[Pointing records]
[START]

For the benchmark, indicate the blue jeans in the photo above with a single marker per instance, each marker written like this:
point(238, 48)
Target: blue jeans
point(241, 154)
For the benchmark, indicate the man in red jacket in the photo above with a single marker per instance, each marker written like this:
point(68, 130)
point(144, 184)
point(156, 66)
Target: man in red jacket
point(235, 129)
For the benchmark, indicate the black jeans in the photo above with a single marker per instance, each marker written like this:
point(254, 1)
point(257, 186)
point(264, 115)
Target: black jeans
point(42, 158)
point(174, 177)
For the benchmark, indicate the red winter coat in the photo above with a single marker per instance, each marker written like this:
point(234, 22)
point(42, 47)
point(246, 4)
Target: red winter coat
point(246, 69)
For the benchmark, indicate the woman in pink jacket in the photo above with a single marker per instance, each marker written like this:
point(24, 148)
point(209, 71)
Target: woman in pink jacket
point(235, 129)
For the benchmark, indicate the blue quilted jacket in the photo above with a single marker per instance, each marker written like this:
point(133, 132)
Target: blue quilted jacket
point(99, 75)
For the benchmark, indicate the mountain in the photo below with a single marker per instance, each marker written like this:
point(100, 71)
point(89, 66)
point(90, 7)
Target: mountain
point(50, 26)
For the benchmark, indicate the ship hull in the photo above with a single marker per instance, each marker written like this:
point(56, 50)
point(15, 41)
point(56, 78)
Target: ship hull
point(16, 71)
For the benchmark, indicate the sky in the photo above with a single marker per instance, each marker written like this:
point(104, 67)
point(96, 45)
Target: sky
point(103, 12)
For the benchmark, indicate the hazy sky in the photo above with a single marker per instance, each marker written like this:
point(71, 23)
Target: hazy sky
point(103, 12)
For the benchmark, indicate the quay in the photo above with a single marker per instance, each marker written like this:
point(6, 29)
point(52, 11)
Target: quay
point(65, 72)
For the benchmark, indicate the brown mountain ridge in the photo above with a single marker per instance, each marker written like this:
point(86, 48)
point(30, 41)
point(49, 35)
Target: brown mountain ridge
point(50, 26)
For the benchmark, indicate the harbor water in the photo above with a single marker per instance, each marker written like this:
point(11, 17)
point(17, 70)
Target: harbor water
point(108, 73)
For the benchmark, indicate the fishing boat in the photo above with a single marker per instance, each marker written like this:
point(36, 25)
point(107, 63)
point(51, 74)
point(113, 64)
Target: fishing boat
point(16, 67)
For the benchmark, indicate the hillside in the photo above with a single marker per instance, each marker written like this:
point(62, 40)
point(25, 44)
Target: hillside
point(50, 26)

[END]

## YOUR GOAL
Transcribe all the entries, keeping each one exactly as it is.

## RESULT OF THE TASK
For the benchmark, indicate the blue jeans in the photo above with a single marker per instance, each marker written like this:
point(238, 48)
Target: blue jeans
point(241, 154)
For the benchmark, indicate the man in red jacket in the photo above with a single marker per instance, each marker written like this:
point(68, 130)
point(144, 184)
point(156, 66)
Target: man in red jacket
point(235, 129)
For the benchmark, indicate the black jeans in the photo above with a single marker per instance, each marker written like this:
point(254, 1)
point(257, 186)
point(264, 115)
Target: black jeans
point(42, 158)
point(174, 177)
For the benchmark, indicate the red winter coat in the photo above with a single marker per instance, each marker written like this:
point(234, 22)
point(42, 47)
point(246, 4)
Target: red winter coat
point(246, 69)
For the benchmark, indicate the woman in pink jacket in the photo above with a single marker per instance, each marker written like this:
point(24, 148)
point(209, 71)
Target: woman in pink jacket
point(235, 129)
For the benchmark, indicate the blue quilted jacket in the photo above with a single marker per instance, each marker written like this:
point(133, 132)
Target: blue quilted jacket
point(99, 75)
For the benchmark, indicate the mountain in the photo below with a single marker per instance, each marker written like this:
point(100, 71)
point(89, 66)
point(90, 7)
Target: mountain
point(50, 26)
For the benchmark, indicate the ship hull in the photo above with a single marker per instance, each marker written like this:
point(56, 50)
point(15, 41)
point(56, 78)
Target: ship hull
point(16, 71)
For the benchmark, indicate the sky in the photo above with a single marker per instance, each marker written like this:
point(104, 67)
point(96, 45)
Target: sky
point(103, 12)
For the benchmark, indicate the hazy sky in the photo above with a single marker per instance, each marker written like this:
point(71, 23)
Target: hazy sky
point(103, 12)
For the benchmark, indicate the quay in the photo above with a single marker per instance, each marker written like this:
point(6, 29)
point(52, 11)
Target: quay
point(65, 72)
For the benchmark, indicate the brown mountain ridge in the photo above with a single marker per instance, each marker written like this:
point(86, 48)
point(30, 41)
point(49, 35)
Target: brown mountain ridge
point(50, 26)
For the benchmark, indicate the harbor water in the photo above with a single marker per instance, each marker written like this:
point(11, 17)
point(17, 70)
Target: harbor water
point(108, 73)
For the benchmark, indicate the fishing boat in the photo above with a single marker per instance, each marker written like this:
point(36, 25)
point(107, 63)
point(51, 74)
point(113, 64)
Target: fishing boat
point(16, 67)
For the benchmark, indicate the hillside in the photo above with a single marker per instance, each marker written like this:
point(62, 40)
point(25, 44)
Target: hillside
point(50, 26)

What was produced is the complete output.